● **TASK DESCRIPTION**
Once you find the line with "negative clicks: (425, 186)" in the entries below, return exactly every line from it through the line with "270L460 338L0 313L59".

(Collected data entries)
════════════════════

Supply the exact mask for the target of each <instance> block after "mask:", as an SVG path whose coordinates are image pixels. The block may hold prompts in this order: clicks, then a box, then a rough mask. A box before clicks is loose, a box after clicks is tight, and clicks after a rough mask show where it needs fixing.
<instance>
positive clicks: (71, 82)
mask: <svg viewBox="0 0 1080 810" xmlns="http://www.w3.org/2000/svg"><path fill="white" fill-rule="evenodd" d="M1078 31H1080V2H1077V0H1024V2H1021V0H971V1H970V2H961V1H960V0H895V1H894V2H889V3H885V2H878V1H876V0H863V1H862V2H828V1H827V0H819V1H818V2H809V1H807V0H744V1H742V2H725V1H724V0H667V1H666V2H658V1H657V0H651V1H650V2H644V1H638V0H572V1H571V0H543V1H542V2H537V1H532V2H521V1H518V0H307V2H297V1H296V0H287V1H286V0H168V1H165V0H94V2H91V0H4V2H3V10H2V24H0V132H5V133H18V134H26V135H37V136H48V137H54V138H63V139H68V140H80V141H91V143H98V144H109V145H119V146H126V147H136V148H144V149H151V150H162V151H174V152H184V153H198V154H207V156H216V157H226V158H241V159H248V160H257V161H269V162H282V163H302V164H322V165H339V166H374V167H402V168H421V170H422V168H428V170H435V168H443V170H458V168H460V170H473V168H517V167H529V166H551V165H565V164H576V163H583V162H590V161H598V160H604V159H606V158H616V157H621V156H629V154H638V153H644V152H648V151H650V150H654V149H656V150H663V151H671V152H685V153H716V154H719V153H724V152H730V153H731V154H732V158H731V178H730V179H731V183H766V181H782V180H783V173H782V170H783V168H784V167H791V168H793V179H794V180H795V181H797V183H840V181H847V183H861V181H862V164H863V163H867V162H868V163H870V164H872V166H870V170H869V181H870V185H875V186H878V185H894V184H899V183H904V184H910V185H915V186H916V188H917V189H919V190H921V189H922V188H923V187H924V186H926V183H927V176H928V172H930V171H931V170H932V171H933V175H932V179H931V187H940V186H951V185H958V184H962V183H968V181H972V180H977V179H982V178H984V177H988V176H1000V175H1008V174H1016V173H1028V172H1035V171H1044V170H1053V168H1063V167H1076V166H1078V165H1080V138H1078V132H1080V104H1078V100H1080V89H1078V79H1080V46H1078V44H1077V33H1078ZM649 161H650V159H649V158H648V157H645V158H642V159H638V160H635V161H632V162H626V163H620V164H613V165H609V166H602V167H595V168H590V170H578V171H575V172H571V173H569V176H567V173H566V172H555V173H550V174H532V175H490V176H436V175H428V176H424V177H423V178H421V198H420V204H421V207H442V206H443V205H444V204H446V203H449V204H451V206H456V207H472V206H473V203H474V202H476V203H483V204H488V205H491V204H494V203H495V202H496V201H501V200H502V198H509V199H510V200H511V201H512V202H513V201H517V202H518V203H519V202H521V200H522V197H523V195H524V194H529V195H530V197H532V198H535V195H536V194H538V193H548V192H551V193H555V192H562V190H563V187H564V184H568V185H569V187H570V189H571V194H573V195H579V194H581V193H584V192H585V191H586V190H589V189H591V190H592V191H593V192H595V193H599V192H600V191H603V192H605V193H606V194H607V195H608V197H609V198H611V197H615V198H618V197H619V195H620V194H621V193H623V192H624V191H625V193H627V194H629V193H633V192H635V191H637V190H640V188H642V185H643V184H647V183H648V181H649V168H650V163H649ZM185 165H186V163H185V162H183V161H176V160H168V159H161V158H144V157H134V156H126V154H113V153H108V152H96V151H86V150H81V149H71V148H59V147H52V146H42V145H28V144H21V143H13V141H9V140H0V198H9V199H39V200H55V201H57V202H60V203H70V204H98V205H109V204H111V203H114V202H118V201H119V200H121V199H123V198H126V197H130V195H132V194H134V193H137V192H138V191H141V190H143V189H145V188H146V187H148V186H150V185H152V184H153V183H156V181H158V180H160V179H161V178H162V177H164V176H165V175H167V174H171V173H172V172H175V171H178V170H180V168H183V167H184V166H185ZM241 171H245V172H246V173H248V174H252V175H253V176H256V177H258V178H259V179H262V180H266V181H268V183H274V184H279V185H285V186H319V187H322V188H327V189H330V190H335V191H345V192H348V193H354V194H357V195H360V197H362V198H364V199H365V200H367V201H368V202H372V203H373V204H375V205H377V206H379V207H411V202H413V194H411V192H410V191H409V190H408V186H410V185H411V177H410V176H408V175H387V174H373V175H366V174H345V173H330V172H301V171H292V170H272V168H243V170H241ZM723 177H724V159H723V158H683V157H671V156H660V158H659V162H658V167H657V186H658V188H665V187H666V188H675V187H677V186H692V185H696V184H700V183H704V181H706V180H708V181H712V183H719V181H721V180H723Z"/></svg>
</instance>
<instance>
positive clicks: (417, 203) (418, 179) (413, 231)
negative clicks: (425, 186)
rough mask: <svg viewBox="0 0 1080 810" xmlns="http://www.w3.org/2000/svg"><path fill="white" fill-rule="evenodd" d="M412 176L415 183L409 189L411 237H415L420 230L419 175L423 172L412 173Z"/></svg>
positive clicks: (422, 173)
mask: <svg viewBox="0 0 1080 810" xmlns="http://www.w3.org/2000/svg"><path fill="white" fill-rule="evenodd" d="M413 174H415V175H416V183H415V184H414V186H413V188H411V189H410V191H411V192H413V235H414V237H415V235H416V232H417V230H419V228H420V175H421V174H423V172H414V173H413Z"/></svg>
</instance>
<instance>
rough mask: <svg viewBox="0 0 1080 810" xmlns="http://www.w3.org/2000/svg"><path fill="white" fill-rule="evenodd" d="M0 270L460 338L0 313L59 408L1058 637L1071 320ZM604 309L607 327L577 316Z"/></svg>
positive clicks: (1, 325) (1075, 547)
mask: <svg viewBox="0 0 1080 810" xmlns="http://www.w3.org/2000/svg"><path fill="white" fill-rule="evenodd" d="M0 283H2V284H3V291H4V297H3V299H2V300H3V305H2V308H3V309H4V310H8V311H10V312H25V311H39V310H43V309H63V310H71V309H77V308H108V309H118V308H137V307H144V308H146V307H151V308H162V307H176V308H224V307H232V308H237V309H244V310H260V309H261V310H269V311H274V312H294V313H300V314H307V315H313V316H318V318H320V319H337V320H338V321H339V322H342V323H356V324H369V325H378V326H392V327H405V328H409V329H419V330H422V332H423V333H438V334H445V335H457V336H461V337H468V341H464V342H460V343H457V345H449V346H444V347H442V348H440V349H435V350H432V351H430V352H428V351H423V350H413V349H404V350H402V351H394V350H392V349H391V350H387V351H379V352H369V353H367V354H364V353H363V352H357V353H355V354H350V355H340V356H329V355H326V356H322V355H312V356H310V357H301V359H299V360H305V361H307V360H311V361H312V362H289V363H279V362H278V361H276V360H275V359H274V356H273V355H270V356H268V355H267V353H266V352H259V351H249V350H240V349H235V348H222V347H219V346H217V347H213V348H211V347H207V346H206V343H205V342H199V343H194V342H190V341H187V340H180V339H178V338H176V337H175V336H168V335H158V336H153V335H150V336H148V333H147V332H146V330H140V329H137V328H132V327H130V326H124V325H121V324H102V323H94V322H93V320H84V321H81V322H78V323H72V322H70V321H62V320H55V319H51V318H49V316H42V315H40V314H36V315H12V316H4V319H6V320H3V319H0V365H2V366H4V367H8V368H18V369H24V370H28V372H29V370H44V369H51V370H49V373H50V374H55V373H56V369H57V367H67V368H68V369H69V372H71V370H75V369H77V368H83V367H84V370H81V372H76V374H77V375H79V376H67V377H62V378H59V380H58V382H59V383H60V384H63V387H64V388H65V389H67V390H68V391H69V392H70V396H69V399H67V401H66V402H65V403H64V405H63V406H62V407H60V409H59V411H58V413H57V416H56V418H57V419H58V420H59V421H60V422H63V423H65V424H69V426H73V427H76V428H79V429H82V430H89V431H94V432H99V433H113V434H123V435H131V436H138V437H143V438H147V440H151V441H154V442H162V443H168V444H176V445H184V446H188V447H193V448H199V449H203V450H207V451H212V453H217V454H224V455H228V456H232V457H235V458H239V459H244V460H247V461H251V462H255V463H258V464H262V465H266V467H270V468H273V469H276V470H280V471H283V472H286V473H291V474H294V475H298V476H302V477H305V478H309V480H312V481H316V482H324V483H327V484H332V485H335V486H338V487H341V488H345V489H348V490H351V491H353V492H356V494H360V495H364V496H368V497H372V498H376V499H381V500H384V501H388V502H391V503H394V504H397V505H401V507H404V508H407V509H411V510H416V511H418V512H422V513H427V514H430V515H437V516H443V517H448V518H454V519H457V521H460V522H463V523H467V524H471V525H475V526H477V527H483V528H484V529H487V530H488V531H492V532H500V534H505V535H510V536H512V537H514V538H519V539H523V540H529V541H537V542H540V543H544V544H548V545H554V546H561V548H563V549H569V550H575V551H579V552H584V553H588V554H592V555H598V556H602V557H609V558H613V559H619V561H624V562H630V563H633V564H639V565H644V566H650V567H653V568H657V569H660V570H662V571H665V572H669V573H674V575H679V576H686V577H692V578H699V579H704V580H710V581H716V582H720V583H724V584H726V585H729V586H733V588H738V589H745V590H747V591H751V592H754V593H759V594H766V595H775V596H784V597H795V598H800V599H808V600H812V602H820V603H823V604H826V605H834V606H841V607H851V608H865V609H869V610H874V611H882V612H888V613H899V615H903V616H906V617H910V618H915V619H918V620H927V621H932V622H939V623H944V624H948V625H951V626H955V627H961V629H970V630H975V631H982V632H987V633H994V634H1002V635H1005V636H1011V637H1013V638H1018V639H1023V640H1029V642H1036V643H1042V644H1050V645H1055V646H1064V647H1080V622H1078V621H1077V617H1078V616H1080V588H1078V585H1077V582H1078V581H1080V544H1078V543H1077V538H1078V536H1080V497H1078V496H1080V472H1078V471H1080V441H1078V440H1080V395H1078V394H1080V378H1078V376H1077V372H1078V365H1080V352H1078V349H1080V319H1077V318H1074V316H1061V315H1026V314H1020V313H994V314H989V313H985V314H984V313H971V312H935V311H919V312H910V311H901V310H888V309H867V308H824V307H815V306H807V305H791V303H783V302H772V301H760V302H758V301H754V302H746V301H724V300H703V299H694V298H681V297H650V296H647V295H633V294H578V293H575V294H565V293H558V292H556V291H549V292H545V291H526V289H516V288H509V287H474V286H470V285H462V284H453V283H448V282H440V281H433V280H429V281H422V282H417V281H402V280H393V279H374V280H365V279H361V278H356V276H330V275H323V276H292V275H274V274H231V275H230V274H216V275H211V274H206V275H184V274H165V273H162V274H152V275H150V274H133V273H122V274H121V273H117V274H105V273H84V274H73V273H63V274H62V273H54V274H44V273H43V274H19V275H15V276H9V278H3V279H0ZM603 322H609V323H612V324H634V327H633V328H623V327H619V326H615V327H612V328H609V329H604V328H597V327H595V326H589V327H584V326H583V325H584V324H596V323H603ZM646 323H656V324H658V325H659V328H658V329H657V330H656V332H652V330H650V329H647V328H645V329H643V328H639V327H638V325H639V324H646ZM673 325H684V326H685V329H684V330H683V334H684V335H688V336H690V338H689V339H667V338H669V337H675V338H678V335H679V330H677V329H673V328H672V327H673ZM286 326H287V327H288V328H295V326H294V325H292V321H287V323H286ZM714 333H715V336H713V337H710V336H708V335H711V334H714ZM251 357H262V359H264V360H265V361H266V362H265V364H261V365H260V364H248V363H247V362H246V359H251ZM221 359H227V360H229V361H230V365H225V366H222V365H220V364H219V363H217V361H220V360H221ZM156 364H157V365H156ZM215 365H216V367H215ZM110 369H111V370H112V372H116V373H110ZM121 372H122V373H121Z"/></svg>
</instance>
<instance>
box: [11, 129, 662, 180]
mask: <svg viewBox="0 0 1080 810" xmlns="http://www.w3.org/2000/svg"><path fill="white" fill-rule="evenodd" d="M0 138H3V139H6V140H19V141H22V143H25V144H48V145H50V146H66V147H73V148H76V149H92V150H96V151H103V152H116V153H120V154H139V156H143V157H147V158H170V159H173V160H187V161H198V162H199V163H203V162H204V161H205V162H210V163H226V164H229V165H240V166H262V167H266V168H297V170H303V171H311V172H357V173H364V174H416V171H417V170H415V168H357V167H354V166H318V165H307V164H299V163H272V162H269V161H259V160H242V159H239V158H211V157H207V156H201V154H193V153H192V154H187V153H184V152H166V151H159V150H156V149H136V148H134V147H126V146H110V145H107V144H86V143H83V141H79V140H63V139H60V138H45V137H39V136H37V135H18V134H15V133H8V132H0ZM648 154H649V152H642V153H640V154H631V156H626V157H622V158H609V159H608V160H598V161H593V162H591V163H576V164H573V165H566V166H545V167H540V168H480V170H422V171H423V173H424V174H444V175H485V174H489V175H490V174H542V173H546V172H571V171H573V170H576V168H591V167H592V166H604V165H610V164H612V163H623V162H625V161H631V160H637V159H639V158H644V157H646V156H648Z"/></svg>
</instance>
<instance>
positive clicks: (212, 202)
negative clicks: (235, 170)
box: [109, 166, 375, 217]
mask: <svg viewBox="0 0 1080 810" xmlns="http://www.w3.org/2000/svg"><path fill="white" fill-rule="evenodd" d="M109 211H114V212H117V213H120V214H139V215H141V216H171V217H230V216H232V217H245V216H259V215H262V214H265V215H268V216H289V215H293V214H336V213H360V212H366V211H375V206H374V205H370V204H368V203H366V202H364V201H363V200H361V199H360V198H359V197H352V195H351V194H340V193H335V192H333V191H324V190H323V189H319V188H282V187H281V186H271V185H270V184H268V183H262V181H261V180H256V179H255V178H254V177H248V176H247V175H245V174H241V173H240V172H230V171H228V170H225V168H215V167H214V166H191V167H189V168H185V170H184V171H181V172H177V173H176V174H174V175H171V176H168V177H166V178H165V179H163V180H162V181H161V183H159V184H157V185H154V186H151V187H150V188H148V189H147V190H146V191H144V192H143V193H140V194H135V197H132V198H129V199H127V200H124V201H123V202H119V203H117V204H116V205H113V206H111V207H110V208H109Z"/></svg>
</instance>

════════════════════

● **RESPONSE**
negative clicks: (425, 186)
rough mask: <svg viewBox="0 0 1080 810" xmlns="http://www.w3.org/2000/svg"><path fill="white" fill-rule="evenodd" d="M412 176L415 183L409 189L411 237H415L420 230L419 175L423 172L412 173Z"/></svg>
positive clicks: (422, 173)
mask: <svg viewBox="0 0 1080 810" xmlns="http://www.w3.org/2000/svg"><path fill="white" fill-rule="evenodd" d="M413 174H415V175H416V183H415V184H414V186H413V188H411V189H410V191H411V192H413V235H414V237H415V235H416V232H417V230H419V228H420V175H421V174H423V172H414V173H413Z"/></svg>
</instance>
<instance>
rough mask: <svg viewBox="0 0 1080 810" xmlns="http://www.w3.org/2000/svg"><path fill="white" fill-rule="evenodd" d="M0 270L460 338L0 313L59 408L1058 637L1071 320ZM604 309L607 327L577 316Z"/></svg>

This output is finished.